─── ROWS

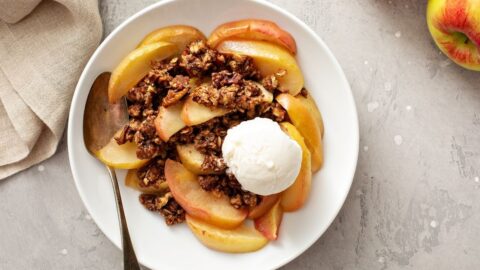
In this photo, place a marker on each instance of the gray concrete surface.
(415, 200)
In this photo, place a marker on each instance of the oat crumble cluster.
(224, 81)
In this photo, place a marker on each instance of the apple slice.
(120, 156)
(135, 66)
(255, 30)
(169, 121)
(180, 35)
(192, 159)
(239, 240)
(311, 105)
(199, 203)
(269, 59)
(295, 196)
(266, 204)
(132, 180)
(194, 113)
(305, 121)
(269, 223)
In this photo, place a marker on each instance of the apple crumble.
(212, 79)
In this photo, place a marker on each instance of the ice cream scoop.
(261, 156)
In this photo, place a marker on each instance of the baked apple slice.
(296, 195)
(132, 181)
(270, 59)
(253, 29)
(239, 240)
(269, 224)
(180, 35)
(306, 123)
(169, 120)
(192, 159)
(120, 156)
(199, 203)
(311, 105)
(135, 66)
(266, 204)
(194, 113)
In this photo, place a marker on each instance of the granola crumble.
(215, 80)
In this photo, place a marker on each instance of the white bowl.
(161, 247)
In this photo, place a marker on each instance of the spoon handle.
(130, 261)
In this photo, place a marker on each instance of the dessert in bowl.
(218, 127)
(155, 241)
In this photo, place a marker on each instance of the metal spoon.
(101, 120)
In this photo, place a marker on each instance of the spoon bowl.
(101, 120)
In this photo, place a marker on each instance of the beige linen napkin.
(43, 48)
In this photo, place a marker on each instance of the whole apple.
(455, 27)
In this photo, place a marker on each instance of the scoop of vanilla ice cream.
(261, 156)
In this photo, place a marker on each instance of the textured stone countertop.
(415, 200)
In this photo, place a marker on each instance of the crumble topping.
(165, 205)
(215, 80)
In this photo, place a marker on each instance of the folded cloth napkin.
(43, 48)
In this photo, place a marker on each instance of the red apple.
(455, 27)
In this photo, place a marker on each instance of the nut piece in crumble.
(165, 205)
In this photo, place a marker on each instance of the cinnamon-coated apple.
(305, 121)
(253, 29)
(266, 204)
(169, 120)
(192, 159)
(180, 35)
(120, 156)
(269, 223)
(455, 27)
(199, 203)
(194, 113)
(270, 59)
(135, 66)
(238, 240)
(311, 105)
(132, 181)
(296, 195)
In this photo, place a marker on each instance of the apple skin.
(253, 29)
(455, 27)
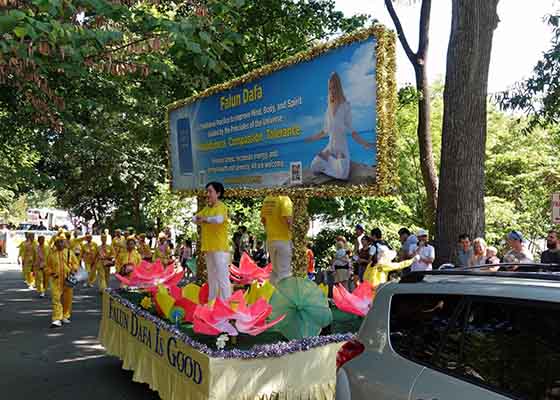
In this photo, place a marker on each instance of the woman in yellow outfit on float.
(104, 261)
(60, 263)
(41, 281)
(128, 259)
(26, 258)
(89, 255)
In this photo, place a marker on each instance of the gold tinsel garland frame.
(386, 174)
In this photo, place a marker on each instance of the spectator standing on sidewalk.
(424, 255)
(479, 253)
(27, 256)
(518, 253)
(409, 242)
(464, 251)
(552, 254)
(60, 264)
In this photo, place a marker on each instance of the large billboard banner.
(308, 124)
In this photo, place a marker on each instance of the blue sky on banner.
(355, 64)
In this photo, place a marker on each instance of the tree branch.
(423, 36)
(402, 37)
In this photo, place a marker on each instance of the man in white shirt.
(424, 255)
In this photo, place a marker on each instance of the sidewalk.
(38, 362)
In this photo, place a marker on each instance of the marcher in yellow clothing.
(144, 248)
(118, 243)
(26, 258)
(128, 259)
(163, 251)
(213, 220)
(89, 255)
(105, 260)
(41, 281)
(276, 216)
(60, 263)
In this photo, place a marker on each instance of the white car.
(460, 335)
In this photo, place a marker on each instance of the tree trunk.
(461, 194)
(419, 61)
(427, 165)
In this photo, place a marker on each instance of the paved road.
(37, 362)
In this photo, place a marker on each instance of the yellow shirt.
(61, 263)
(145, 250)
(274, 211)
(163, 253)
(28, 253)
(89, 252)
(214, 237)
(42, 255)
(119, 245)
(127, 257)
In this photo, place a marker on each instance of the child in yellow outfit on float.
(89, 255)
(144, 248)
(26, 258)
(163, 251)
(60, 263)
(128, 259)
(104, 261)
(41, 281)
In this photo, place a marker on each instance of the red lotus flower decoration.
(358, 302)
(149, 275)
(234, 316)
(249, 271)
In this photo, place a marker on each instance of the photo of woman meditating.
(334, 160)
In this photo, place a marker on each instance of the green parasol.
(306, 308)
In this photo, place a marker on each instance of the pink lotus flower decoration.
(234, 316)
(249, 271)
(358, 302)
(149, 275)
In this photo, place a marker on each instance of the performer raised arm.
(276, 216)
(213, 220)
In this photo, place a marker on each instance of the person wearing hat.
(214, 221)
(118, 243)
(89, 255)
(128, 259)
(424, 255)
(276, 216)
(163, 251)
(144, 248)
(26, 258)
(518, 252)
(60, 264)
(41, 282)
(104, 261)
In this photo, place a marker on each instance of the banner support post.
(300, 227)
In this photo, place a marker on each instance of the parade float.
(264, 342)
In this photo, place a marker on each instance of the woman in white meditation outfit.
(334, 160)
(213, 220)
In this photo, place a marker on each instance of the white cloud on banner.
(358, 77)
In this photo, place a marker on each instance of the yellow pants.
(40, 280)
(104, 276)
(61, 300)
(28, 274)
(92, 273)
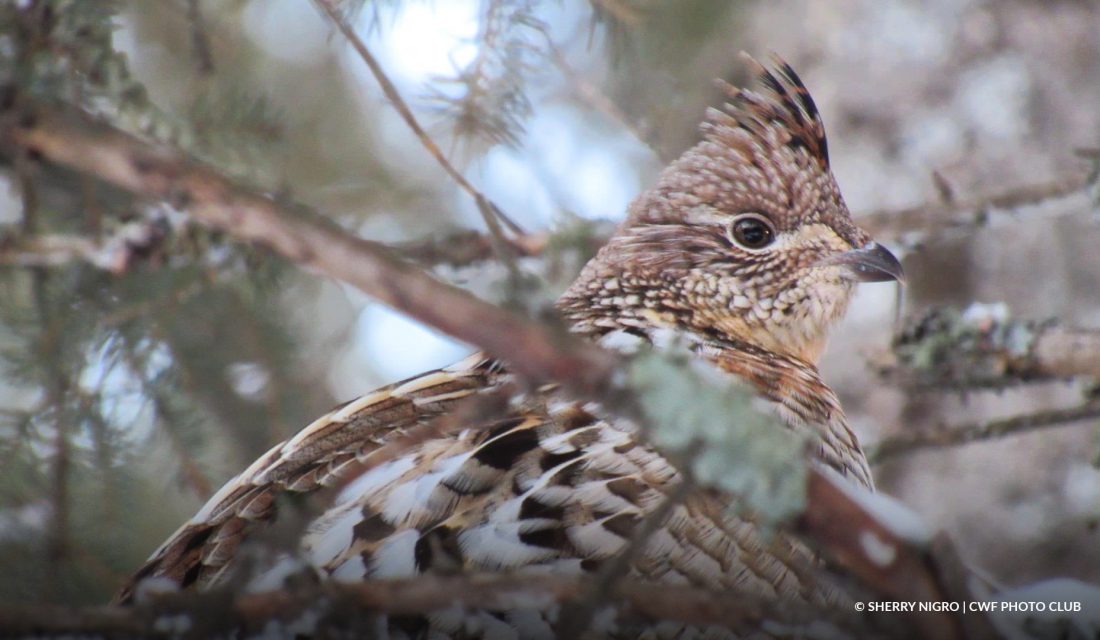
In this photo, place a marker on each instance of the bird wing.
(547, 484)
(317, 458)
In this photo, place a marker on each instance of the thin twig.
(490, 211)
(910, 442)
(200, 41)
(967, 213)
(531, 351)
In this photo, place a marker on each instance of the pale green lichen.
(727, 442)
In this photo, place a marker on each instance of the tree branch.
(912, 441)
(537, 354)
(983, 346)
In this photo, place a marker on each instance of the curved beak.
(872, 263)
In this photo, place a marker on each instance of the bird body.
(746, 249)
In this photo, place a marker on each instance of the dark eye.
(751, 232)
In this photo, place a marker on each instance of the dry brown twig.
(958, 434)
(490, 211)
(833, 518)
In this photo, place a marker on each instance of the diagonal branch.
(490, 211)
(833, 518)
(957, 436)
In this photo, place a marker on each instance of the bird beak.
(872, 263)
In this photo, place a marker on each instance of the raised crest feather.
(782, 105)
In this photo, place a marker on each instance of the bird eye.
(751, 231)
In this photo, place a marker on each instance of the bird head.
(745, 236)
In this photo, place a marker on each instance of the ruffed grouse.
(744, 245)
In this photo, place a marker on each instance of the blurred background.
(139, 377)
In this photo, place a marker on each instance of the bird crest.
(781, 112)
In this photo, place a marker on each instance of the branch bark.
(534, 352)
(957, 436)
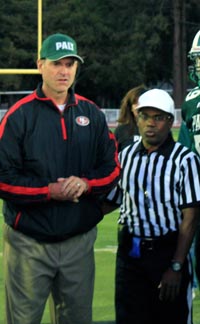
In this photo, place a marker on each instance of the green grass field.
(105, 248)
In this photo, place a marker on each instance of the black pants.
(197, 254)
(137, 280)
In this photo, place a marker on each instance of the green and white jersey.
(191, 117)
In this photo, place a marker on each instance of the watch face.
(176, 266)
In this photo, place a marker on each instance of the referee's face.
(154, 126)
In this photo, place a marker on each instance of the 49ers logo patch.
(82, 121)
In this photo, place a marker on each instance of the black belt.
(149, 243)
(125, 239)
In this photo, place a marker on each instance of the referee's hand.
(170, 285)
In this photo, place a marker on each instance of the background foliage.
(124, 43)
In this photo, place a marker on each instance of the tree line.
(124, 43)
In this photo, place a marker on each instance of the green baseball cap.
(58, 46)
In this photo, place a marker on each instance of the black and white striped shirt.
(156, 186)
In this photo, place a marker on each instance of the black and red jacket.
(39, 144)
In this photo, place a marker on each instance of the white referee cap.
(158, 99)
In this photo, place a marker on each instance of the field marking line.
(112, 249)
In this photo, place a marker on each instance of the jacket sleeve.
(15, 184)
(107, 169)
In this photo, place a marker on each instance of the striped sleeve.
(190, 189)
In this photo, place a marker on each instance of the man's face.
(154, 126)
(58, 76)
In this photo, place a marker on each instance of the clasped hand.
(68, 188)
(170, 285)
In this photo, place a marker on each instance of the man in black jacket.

──────

> JOB:
Reproduce the listing above word for word, with the pictures left out.

> TASK SOLUTION:
In this photo, place a marker on each instance of the gray concrete surface.
(415, 200)
In this photo, place a marker on each instance of the oat crumble cluster.
(224, 81)
In this photo, place a marker on each instance of the apple slice.
(120, 156)
(135, 66)
(255, 30)
(169, 121)
(180, 35)
(192, 159)
(239, 240)
(311, 105)
(199, 203)
(269, 59)
(295, 196)
(266, 204)
(132, 180)
(194, 113)
(305, 121)
(269, 223)
In this photo, place a marker on each instance of the apple crumble.
(212, 79)
In this photo, place a marker on each instance of the ice cream scoop.
(261, 156)
In this photo, place a marker on each instance of the baked apple slice.
(296, 195)
(132, 181)
(270, 59)
(253, 29)
(239, 240)
(269, 224)
(180, 35)
(306, 123)
(169, 120)
(192, 159)
(120, 156)
(199, 203)
(311, 105)
(135, 66)
(266, 204)
(194, 113)
In this photo, place a marker on each instance of the granola crumble.
(215, 80)
In this photo, place a marker on each instance of the white bowl.
(161, 247)
In this photo, place a marker on each instance of the spoon handle.
(130, 261)
In this photo, place a marker on each instance of the dessert in bowl.
(218, 127)
(155, 241)
In this photo, place a marker on each instance of the metal spoon.
(101, 120)
In this photo, place a marker on each instance of the spoon bowl.
(101, 120)
In this photo, place a marker on each instance of the beige linen napkin.
(43, 48)
In this photo, place a marker on each instance of the whole apple.
(455, 27)
In this photo, place a marker on each instance of the scoop of vanilla ice cream.
(261, 156)
In this photo, place a marker on each instance of the textured stone countertop.
(415, 200)
In this photo, place a marker on each instance of the crumble topping.
(165, 205)
(215, 80)
In this photo, place a marker on each instance of the folded cloth napkin.
(43, 48)
In this photo, place a marker on each instance of the red apple.
(455, 27)
In this photo, place a marker on each instance of the nut piece in crumble.
(165, 205)
In this photo, place a marker on each instance of the cinnamon-coated apple.
(305, 121)
(253, 29)
(266, 204)
(169, 120)
(192, 159)
(180, 35)
(120, 156)
(269, 223)
(455, 27)
(199, 203)
(194, 113)
(270, 59)
(135, 66)
(238, 240)
(311, 105)
(132, 181)
(296, 195)
In this photo, place a marker on each instance of the apple skin.
(253, 29)
(455, 27)
In this photo, place a marker on each instance of the woman in yellow outfit on float.
(104, 261)
(60, 263)
(41, 281)
(128, 259)
(26, 258)
(89, 255)
In this photo, place a marker on each instance of the gold tinsel garland frame.
(386, 174)
In this photo, place a marker on each instance of the spectator standing on sidewalk.
(424, 255)
(479, 253)
(27, 256)
(518, 253)
(409, 242)
(464, 251)
(552, 254)
(60, 264)
In this photo, place a marker on each instance of the large billboard banner.
(308, 124)
In this photo, place a marker on each instance of the blue sky on banner.
(355, 64)
In this photo, place a marker on each instance of the tree branch.
(423, 36)
(402, 37)
In this photo, place a marker on each instance of the man in white shirt.
(424, 255)
In this photo, place a marker on each instance of the sidewalk.
(38, 362)
In this photo, place a marker on each instance of the marcher in yellow clothing.
(144, 248)
(118, 243)
(26, 258)
(128, 259)
(163, 251)
(213, 220)
(89, 255)
(105, 260)
(41, 281)
(276, 216)
(60, 263)
In this photo, place a marker on each instance of the white car.
(460, 335)
In this photo, place a marker on each instance of the tree trunk.
(461, 194)
(419, 61)
(427, 165)
In this photo, place a marker on each instance of the paved road.
(37, 362)
In this photo, place a marker on each instance of the yellow shirt.
(61, 263)
(145, 250)
(274, 211)
(163, 253)
(28, 253)
(89, 252)
(214, 237)
(42, 255)
(119, 245)
(127, 257)
In this photo, place a marker on each instance of the child in yellow outfit on float.
(89, 255)
(144, 248)
(26, 258)
(163, 251)
(60, 263)
(128, 259)
(104, 261)
(41, 281)
In this photo, place a marker on each instance of the red lotus flower decoration.
(358, 302)
(149, 275)
(234, 316)
(249, 271)
In this photo, place a marker on each instance of the photo of woman meditating.
(334, 160)
In this photo, place a marker on each instance of the green parasol.
(306, 308)
In this photo, place a marker on each instance of the pink lotus flower decoration.
(234, 316)
(249, 271)
(358, 302)
(149, 275)
In this photo, place a marker on each instance of the performer raised arm.
(276, 216)
(213, 220)
In this photo, place a marker on each instance of the person wearing hat.
(214, 221)
(118, 243)
(89, 255)
(128, 259)
(424, 255)
(276, 216)
(163, 251)
(144, 248)
(26, 258)
(518, 252)
(60, 264)
(41, 282)
(104, 261)
In this photo, place a marker on each instance of the banner support post.
(300, 227)
In this photo, place a marker on each instance of the parade float.
(264, 342)
In this photo, place a marker on each instance of the woman in white meditation outfit.
(334, 160)
(213, 220)
In this photo, place a marker on each instance of the white cloud on banner.
(358, 77)
In this photo, place a marker on each instance of the yellow pants.
(40, 280)
(104, 276)
(61, 300)
(28, 274)
(92, 273)
In this photo, place a marker on each instance of the bird wing.
(547, 484)
(317, 458)
In this photo, place a marker on each instance of the thin twig.
(490, 211)
(910, 442)
(200, 41)
(967, 213)
(531, 351)
In this photo, place a marker on each instance of the pale green lichen.
(727, 442)
In this photo, place a marker on each instance of the tree branch.
(912, 441)
(537, 354)
(983, 346)
In this photo, place a marker on each instance of the curved beak.
(872, 263)
In this photo, place a marker on each instance of the bird body.
(746, 249)
In this photo, place a marker on each instance of the dark eye.
(751, 232)
In this photo, place a marker on each instance of the dry brown twig.
(958, 434)
(490, 211)
(833, 518)
In this photo, place a marker on each instance of the diagonal branch.
(490, 211)
(833, 518)
(957, 436)
In this photo, place a marker on each instance of the bird beak.
(872, 263)
In this photo, place a marker on each instance of the raised crest feather.
(782, 105)
In this photo, place a marker on each instance of the bird eye.
(751, 231)
In this photo, place a marker on each instance of the bird head.
(745, 236)
In this photo, place a marker on each instance of the ruffed grouse.
(744, 245)
In this photo, place a marker on each instance of the blurred background.
(139, 377)
In this photo, place a marker on each instance of the bird crest.
(781, 112)
In this photo, place a marker on each instance of the branch bark.
(534, 352)
(957, 436)
In this photo, place a marker on each instance of the green grass field.
(105, 248)
In this photo, place a marker on each instance of the black pants.
(197, 254)
(137, 280)
In this photo, place a marker on each instance of the green and white jersey.
(191, 117)
In this photo, place a marker on each instance of the watch face.
(176, 266)
In this photo, place a marker on each instance of the referee's face.
(154, 126)
In this photo, place a marker on each instance of the 49ers logo patch.
(82, 121)
In this photo, place a marker on each instance of the black belt.
(149, 243)
(125, 239)
In this photo, place a marker on each instance of the referee's hand.
(170, 285)
In this photo, place a marker on each instance of the background foliage.
(124, 43)
In this photo, place a marker on each instance of the tree line.
(124, 43)
In this photo, place a marker on each instance of the green baseball cap.
(58, 46)
In this photo, place a marker on each instance of the black and white striped shirt.
(156, 186)
In this photo, place a marker on each instance of the black and red jacket.
(39, 144)
In this photo, place a marker on each instance of the white referee cap.
(158, 99)
In this photo, place a marker on each instance of the field marking line.
(112, 249)
In this photo, place a marker on each instance of the jacket sleeve.
(15, 184)
(107, 169)
In this photo, place a marker on each instance of the striped sleeve.
(190, 189)
In this photo, place a marker on each instance of the man's face.
(154, 126)
(58, 76)
In this photo, place a marker on each instance of the clasped hand.
(68, 188)
(170, 285)
In this photo, place a marker on each instance of the man in black jacket.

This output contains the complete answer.